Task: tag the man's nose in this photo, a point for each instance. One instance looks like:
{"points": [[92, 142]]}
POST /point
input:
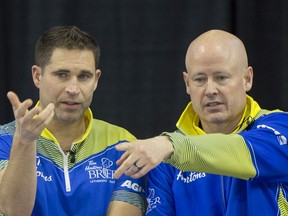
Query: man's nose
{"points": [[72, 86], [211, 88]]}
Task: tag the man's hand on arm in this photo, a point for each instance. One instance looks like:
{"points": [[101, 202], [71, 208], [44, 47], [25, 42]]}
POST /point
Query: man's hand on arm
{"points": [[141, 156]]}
******************************
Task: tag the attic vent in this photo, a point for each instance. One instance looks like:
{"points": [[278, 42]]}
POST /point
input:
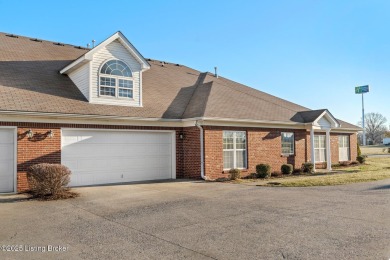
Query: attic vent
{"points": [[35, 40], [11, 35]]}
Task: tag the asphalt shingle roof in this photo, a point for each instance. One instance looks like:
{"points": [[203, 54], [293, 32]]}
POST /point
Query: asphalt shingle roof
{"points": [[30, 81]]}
******************************
Work to do -> State how many lines in the items above contain the string "like", treating uppercase and lowercase as different. Reply with the number only.

Correct response -> 4